"""

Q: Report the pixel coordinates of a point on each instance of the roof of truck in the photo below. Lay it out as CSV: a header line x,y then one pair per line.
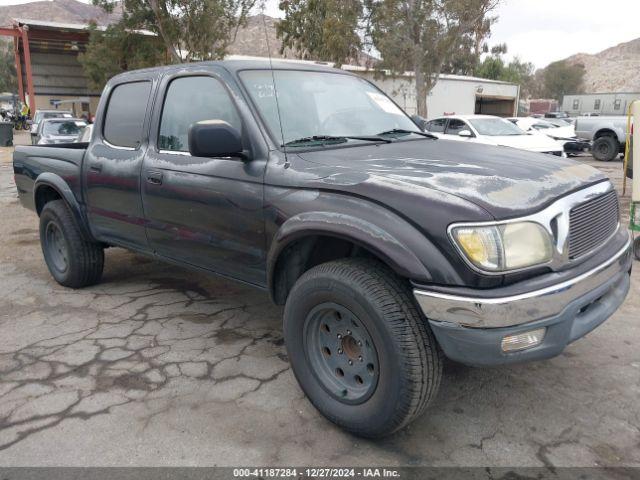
x,y
234,66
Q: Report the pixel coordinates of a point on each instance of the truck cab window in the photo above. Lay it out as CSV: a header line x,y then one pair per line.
x,y
190,100
124,119
436,125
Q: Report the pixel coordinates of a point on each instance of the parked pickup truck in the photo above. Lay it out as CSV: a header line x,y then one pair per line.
x,y
608,134
387,247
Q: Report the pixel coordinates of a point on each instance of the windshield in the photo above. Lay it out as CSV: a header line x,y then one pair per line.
x,y
321,104
64,128
495,127
44,115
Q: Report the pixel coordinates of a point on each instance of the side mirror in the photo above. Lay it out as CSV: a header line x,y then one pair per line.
x,y
214,138
420,122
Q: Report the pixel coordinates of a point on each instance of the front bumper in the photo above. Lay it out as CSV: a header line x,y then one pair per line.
x,y
577,146
470,329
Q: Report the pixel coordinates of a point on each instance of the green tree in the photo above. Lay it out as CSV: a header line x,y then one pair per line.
x,y
191,30
465,59
422,35
116,50
561,78
322,29
8,76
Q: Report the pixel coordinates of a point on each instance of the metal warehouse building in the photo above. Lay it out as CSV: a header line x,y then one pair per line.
x,y
600,103
452,95
49,73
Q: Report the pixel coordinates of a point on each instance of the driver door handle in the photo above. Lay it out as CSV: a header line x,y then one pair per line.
x,y
154,178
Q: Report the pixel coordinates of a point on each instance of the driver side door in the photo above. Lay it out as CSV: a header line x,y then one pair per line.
x,y
205,212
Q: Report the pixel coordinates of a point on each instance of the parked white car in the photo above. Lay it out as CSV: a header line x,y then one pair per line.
x,y
491,130
556,129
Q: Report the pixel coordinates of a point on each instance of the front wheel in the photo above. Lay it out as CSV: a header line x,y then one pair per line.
x,y
605,148
360,350
73,261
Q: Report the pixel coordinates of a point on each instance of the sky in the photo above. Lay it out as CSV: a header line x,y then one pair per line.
x,y
542,31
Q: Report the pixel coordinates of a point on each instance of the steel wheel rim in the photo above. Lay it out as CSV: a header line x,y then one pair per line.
x,y
57,248
603,148
341,353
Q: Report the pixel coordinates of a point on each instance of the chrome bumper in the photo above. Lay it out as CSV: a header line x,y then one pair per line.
x,y
496,312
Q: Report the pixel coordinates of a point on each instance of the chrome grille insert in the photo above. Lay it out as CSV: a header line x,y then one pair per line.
x,y
591,223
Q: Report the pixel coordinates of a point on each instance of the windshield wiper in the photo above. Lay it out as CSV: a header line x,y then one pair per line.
x,y
335,139
404,131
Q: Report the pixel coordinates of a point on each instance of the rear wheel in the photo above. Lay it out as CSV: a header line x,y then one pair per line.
x,y
605,148
360,350
72,260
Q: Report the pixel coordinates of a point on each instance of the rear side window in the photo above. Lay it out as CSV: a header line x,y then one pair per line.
x,y
190,100
125,114
436,125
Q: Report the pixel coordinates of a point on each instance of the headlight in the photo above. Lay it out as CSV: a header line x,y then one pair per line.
x,y
499,248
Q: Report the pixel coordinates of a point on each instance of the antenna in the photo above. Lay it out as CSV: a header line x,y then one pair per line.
x,y
273,77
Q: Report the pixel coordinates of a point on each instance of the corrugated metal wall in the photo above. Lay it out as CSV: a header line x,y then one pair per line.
x,y
58,74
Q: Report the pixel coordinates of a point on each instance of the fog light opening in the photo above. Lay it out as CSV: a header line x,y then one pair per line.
x,y
523,341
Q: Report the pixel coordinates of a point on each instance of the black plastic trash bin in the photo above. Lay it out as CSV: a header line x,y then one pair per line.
x,y
6,134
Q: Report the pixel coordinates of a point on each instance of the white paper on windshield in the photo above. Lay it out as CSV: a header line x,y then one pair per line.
x,y
384,102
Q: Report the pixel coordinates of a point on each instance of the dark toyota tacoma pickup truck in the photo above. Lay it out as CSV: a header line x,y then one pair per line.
x,y
389,249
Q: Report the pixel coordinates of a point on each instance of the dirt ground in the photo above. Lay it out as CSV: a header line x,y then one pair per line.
x,y
162,366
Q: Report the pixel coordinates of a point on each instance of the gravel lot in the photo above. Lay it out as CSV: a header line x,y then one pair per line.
x,y
162,366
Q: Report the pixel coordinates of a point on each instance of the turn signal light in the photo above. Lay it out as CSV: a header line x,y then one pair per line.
x,y
522,341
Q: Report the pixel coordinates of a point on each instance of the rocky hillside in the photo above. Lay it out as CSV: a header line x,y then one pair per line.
x,y
616,69
63,11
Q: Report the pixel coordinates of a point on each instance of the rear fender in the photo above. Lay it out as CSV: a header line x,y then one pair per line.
x,y
57,183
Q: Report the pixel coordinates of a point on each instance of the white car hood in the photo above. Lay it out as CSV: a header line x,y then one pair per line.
x,y
533,143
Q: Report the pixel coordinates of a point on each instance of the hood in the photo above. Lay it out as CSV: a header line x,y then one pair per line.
x,y
534,143
503,181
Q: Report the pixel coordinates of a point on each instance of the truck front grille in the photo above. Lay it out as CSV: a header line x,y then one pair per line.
x,y
591,223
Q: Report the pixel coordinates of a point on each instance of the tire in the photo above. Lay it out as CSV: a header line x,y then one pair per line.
x,y
72,260
605,148
358,310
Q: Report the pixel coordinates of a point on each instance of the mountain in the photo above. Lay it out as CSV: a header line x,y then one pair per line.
x,y
259,39
62,11
616,69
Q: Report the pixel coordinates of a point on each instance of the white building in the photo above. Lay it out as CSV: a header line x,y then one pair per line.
x,y
452,95
600,103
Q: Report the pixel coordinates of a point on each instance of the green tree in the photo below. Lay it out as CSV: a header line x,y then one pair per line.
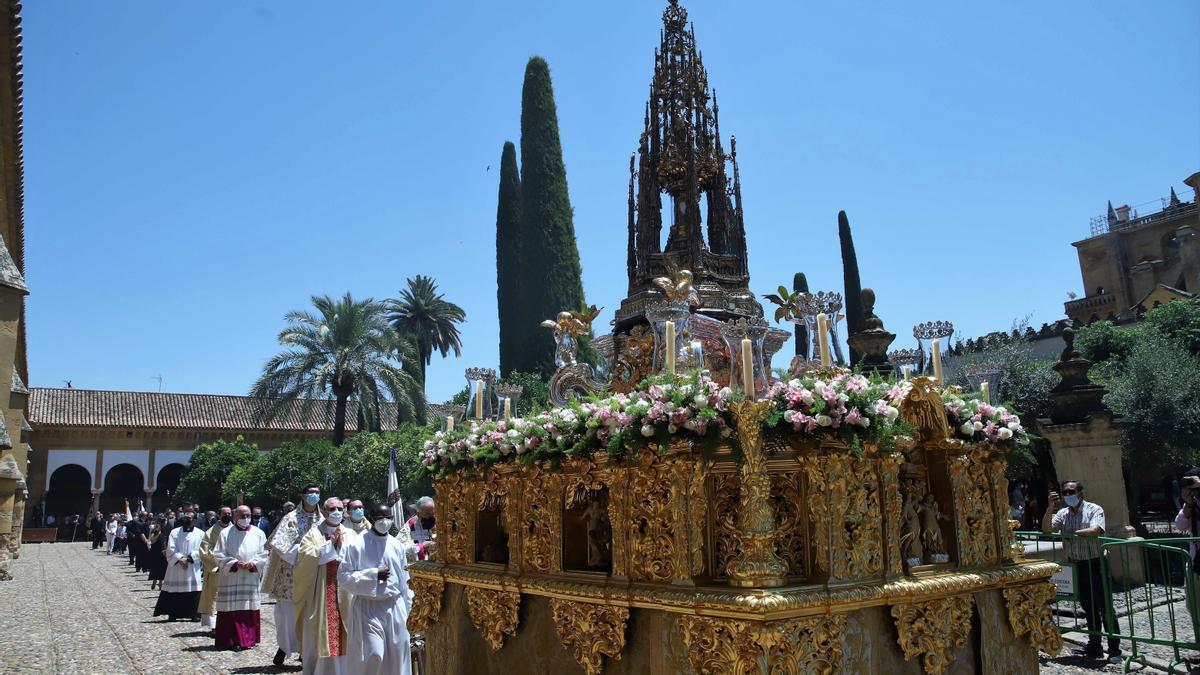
x,y
277,476
425,317
550,261
509,297
853,299
210,466
347,351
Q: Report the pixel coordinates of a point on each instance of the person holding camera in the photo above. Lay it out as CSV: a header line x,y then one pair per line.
x,y
1081,523
1188,521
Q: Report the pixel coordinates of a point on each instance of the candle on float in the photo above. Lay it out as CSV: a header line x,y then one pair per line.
x,y
748,368
823,340
670,353
937,362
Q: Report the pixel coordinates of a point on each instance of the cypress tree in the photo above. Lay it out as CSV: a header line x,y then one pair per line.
x,y
551,276
801,285
508,261
853,300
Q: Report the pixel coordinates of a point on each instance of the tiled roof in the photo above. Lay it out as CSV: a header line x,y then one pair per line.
x,y
155,410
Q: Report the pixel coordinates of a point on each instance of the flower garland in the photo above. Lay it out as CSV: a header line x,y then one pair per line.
x,y
838,404
973,419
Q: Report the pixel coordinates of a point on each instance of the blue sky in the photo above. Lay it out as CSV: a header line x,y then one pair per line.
x,y
195,171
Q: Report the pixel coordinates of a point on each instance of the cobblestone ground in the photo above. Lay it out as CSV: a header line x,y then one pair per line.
x,y
71,609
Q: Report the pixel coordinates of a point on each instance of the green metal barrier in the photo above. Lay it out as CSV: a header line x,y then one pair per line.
x,y
1140,592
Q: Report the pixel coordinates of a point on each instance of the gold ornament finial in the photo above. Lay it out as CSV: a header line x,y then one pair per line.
x,y
756,566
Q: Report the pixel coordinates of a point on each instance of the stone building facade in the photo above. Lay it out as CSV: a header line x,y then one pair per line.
x,y
93,449
13,429
1131,262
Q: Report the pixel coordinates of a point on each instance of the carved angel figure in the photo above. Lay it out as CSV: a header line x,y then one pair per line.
x,y
679,288
930,530
568,327
910,530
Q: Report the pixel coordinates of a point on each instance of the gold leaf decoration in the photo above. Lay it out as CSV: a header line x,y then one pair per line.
x,y
591,631
495,613
933,628
1029,613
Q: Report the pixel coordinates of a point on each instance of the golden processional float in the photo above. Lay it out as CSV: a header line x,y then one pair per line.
x,y
687,513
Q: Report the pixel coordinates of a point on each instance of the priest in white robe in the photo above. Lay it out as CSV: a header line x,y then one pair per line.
x,y
319,604
180,597
375,573
241,559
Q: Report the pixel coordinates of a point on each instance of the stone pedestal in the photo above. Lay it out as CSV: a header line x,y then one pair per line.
x,y
1090,452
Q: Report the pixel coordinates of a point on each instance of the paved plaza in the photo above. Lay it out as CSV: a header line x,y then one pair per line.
x,y
71,609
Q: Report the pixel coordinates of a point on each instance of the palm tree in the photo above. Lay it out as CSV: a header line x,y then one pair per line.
x,y
427,318
343,351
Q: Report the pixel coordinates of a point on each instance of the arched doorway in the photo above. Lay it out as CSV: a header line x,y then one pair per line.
x,y
123,482
70,493
167,485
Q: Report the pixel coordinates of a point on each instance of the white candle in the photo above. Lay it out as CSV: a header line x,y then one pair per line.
x,y
937,362
823,340
748,368
670,354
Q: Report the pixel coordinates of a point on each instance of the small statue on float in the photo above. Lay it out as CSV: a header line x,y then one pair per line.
x,y
931,531
571,375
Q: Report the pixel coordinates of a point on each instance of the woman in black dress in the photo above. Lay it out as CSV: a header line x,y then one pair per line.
x,y
157,557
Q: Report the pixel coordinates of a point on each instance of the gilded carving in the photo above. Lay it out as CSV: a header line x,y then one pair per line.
x,y
743,647
973,513
591,631
889,484
756,565
495,613
787,503
541,521
933,629
654,538
426,603
1029,613
455,517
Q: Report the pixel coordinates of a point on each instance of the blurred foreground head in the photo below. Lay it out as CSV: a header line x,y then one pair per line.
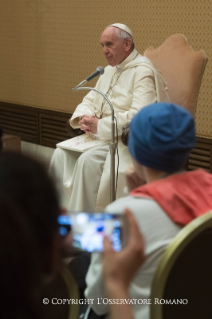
x,y
162,136
28,228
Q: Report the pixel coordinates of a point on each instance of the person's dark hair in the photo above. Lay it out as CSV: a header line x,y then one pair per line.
x,y
28,222
0,139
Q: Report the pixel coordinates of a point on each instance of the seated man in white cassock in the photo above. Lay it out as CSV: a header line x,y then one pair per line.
x,y
130,82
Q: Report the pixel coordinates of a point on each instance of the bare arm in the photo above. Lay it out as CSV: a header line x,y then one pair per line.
x,y
119,268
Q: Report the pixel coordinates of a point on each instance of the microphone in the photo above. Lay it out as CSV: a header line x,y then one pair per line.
x,y
99,71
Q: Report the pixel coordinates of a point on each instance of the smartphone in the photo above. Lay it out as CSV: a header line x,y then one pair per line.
x,y
89,229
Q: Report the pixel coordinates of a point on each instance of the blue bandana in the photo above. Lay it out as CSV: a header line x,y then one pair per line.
x,y
161,136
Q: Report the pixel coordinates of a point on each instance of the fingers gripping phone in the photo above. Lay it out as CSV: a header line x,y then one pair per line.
x,y
89,229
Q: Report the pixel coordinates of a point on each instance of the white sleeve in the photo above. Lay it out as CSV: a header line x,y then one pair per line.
x,y
84,108
143,94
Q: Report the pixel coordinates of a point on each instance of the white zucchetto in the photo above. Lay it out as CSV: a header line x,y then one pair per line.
x,y
122,27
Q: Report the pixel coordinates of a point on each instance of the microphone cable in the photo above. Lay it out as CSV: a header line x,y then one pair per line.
x,y
117,152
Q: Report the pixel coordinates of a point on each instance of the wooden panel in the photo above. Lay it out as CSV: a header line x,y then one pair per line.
x,y
47,128
52,129
19,120
35,125
201,155
11,143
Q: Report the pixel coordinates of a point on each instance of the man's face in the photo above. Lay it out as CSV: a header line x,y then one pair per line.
x,y
114,48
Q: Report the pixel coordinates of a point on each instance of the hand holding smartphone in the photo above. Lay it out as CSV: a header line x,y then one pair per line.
x,y
89,229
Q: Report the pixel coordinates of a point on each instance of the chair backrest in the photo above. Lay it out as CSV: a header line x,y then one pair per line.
x,y
182,69
182,284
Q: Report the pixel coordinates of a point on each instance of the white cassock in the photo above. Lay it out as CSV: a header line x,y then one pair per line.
x,y
84,179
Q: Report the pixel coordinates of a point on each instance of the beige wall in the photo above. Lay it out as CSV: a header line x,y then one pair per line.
x,y
49,46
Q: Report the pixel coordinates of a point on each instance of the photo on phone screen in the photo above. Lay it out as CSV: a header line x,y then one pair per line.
x,y
89,229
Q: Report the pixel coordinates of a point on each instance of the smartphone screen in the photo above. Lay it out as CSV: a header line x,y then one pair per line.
x,y
89,229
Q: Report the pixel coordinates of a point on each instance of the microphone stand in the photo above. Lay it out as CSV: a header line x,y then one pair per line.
x,y
112,143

"""

- **TASK GOAL**: Look above for the line that holds "the white sleeve", then copy it and each line after it exactly, through the last line of the data.

- **RESPONSE**:
Q: Report the pixel coordinates of a point on each instance of the white sleeve in the photo above. Lay it out as CSV: a header line x,y then one pair per line.
x,y
84,108
143,94
Q: Report the pixel coordinates of a point on each instance of the white zucchetto in the photo above. Lay it out as CSV: a header line x,y then one pair per line.
x,y
122,27
Q: Report the pixel coordinates of a point on each instance of the microphone cable in the photo above. Lay it out as CSV: a header line x,y then one pair per line.
x,y
117,152
Q: Report the pixel coordinates of a point on each instance of the wooden panel in the photo above. Lay it out as CSV: a header line x,y then one pair per line.
x,y
47,128
52,129
19,120
35,125
201,155
11,143
Q: Report the pixel coordinates of a point on each instance of the man's face in the photo above. Lay it out as CSV: a header line x,y then one pair per line.
x,y
114,48
Q: Report the pixel coordinates of a point on each instance of the hand holding smartphone in the photo above. Lay it out as CSV: a header line x,y then one pair per line.
x,y
89,229
Q: Report the pixel coordinates of a point on each instance of the chair backrest in the photo above. Lay it out as CSV: a header line x,y then one pair per line.
x,y
182,69
182,284
Q: Report the pixel coordinates of a point on each instance of the white cassock in the photo above. Lay it out as CSV: a header line x,y then one pair per line.
x,y
84,179
Q: Report the pixel coordinates of a point on each instance of the beige wall in the photo above. Lay it out as CSV: a header line x,y then one pair per line.
x,y
49,46
Q: Report the pixel coordinates of a point on each instance of the photo on phone screen in the photo above. Lay it out as CSV: a header line x,y then one pair per line.
x,y
89,229
Q: Report the pixel coordinates of a point on each instance of the smartphone screen in the photo above. Lay it out as CSV: a header line x,y then one pair per line.
x,y
89,229
Q: Report the pixel coordinates of a point on each instance of the microphone stand in the photo above. Lay it out as CSV: a header line x,y then one pair per line.
x,y
112,143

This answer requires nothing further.